Task instructions:
Everything from the line containing "Where can you see the stone" to the final line of the records below should be given again exactly, and nothing else.
-*-*-
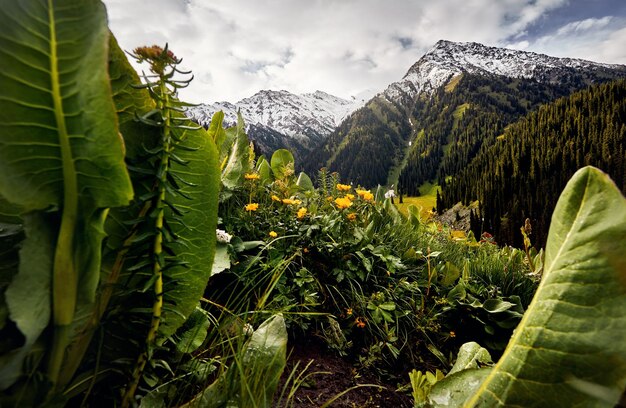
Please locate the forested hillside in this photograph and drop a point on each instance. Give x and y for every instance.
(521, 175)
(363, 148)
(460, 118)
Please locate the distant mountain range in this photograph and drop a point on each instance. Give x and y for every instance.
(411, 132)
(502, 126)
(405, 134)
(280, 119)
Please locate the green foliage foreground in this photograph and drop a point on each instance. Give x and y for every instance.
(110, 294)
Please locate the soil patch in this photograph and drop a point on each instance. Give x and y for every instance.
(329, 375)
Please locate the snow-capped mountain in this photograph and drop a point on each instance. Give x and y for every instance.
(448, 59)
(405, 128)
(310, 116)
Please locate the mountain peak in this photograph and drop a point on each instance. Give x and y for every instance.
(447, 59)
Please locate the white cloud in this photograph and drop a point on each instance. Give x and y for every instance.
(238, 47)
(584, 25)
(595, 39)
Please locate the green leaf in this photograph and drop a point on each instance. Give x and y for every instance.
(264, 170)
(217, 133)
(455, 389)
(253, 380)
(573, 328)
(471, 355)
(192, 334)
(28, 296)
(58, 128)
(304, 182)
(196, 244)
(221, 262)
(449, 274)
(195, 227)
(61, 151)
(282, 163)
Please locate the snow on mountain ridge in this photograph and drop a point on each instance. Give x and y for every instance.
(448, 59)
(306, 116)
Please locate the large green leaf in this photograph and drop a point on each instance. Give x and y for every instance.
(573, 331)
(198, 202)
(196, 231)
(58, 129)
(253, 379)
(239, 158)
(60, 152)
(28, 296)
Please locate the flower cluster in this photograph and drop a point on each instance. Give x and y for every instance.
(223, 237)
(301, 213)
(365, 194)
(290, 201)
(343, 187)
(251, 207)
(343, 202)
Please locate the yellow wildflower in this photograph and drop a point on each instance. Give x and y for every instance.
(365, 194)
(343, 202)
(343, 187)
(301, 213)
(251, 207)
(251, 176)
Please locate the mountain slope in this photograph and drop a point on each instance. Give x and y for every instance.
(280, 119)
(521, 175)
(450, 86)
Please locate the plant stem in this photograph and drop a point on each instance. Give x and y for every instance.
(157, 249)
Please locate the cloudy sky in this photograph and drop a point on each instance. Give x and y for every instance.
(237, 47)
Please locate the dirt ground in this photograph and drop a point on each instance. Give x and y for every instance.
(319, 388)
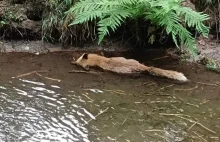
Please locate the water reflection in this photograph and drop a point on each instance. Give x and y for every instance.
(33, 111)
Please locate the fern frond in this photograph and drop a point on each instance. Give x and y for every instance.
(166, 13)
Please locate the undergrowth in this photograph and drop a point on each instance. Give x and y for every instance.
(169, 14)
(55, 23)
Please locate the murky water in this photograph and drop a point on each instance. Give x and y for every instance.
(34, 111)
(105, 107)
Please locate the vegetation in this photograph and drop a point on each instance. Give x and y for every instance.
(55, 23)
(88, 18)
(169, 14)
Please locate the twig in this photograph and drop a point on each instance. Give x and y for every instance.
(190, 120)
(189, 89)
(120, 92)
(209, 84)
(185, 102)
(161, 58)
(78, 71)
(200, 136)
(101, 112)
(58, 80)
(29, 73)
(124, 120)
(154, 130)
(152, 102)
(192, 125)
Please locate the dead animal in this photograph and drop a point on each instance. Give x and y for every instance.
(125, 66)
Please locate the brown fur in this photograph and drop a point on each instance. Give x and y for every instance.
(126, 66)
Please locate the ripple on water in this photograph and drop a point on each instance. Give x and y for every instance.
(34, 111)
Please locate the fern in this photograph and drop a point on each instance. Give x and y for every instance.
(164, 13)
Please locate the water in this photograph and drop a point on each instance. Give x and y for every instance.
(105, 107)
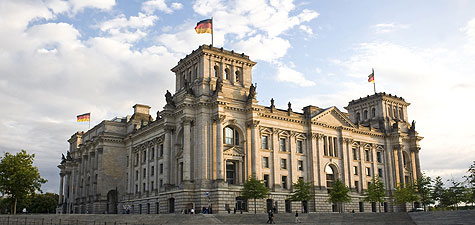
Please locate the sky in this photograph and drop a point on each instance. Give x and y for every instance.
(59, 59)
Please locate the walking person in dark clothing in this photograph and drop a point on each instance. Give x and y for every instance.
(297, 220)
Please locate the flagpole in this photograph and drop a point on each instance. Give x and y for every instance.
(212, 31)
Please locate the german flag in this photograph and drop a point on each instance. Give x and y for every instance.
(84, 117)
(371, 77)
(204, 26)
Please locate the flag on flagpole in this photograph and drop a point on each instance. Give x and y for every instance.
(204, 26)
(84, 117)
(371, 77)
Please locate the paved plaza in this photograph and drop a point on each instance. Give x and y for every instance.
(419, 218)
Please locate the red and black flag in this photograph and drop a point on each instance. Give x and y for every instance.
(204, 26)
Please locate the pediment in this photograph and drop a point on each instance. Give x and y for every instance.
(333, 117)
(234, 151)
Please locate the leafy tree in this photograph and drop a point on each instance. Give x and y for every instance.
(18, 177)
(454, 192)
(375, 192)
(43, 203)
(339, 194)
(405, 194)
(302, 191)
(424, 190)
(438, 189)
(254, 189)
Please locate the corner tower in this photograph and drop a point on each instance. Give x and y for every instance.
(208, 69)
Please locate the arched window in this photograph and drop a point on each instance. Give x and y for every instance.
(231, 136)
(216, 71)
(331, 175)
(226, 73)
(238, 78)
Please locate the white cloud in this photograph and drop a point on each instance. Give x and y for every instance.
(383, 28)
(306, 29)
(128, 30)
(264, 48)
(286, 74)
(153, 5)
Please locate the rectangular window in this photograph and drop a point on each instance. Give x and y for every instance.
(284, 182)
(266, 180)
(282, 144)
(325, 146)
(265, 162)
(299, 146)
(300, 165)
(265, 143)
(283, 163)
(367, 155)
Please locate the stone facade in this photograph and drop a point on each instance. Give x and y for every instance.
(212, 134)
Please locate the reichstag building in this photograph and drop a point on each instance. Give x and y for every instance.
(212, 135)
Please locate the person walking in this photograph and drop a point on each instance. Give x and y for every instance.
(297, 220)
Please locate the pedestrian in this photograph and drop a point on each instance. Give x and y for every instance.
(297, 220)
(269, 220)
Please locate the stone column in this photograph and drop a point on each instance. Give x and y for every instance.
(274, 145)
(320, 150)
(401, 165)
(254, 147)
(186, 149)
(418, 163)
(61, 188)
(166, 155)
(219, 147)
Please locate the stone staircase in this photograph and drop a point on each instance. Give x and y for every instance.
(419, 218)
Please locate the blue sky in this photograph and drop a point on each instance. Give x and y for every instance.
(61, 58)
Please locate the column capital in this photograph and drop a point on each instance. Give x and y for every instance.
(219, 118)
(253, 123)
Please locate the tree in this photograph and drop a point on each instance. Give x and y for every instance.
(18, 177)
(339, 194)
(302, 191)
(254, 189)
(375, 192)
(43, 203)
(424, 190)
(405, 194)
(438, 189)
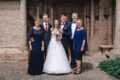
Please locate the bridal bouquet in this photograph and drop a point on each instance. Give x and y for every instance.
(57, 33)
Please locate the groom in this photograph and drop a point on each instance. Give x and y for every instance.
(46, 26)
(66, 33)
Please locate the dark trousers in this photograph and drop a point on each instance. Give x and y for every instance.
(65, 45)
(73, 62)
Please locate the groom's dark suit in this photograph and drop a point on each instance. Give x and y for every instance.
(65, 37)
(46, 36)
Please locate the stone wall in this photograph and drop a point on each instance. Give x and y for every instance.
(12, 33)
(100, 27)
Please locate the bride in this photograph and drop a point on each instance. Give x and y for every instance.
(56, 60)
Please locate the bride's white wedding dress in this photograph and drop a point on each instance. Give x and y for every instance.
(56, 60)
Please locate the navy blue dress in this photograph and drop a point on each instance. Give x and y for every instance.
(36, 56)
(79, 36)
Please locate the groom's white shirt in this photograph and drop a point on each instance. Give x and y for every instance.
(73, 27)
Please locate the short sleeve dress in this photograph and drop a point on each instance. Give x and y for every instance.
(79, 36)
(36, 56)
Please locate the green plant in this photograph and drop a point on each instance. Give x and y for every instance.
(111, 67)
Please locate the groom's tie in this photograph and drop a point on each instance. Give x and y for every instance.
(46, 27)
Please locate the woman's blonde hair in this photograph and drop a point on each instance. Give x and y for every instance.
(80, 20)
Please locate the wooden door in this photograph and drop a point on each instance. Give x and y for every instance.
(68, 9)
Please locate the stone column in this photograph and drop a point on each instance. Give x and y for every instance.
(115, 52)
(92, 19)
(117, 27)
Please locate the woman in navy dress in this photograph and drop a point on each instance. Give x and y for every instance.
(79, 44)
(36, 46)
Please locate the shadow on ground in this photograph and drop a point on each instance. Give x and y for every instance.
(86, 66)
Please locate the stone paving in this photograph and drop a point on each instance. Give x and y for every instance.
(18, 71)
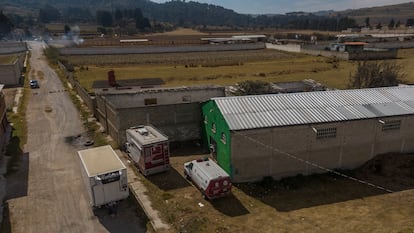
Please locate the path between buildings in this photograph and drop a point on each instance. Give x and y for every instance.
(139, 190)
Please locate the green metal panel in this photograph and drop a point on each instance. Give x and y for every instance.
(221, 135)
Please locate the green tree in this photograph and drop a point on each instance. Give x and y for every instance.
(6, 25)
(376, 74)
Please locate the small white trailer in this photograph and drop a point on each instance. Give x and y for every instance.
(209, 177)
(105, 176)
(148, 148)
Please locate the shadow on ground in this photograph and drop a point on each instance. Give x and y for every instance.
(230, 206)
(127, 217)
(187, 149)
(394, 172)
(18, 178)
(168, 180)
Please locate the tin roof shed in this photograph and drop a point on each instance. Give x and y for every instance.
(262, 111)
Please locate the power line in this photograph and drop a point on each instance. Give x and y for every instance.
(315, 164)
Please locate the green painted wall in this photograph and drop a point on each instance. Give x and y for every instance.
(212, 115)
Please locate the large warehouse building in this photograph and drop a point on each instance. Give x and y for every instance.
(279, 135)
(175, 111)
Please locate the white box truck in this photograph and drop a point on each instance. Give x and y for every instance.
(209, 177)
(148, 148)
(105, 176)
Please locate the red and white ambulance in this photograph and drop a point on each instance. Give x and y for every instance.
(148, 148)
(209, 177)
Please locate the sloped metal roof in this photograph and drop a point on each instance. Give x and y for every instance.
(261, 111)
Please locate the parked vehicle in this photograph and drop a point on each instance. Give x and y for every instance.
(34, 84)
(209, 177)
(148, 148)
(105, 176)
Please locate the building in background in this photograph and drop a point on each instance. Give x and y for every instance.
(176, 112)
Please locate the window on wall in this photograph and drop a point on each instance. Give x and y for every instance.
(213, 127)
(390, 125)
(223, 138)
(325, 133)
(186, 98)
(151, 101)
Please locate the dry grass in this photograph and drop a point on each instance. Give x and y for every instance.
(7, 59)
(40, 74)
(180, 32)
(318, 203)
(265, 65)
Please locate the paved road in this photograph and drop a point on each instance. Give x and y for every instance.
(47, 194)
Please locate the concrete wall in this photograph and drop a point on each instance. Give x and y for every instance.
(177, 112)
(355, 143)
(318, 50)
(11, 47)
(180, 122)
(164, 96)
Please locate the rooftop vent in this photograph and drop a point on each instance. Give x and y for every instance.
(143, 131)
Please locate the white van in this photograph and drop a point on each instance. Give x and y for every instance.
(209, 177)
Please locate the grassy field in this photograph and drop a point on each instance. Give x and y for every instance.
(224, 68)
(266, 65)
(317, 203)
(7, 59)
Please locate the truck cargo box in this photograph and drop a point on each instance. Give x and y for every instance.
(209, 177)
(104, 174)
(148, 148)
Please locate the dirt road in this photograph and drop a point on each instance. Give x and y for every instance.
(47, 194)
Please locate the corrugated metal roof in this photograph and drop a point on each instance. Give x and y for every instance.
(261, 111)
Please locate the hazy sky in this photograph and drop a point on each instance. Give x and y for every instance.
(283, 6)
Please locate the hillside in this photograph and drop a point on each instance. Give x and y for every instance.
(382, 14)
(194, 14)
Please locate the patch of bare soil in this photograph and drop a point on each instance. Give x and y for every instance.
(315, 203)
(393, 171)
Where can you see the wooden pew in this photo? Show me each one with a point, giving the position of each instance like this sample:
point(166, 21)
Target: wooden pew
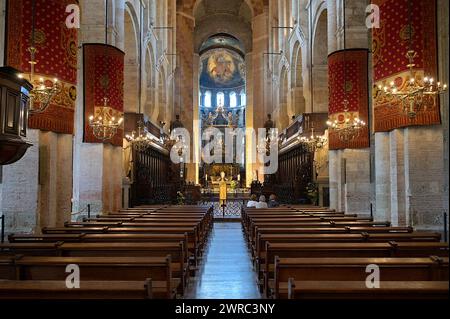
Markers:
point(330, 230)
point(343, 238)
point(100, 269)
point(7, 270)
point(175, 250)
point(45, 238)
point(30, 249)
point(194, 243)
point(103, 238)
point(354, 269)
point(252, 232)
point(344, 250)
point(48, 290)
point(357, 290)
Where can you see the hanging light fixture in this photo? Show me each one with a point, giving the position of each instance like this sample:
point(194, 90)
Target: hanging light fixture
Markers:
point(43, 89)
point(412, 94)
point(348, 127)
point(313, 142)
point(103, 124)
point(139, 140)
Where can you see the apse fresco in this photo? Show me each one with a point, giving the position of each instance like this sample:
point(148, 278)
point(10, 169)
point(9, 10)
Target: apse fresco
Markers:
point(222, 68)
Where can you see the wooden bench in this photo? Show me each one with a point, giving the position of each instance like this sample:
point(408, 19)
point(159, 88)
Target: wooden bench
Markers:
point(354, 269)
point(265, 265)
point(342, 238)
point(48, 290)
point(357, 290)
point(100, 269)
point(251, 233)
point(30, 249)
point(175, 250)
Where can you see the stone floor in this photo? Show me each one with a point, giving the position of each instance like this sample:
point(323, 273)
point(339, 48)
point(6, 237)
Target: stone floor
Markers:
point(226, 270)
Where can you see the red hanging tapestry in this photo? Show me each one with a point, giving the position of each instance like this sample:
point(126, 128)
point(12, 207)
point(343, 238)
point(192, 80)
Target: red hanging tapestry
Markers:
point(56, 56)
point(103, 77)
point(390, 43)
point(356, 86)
-*-*-
Problem solution:
Where can you see the stone floor in this photo? Show me each one with a point, giving the position of each instance like this sample:
point(323, 273)
point(339, 48)
point(6, 237)
Target: stone floor
Markers:
point(226, 270)
Where can you see the red hanging tapestry in this photo? Show me each one with a point, giving the position of each instance like this sample:
point(126, 128)
point(12, 207)
point(343, 238)
point(192, 80)
Target: red hanging tapestry
Markers:
point(56, 56)
point(103, 77)
point(390, 43)
point(356, 86)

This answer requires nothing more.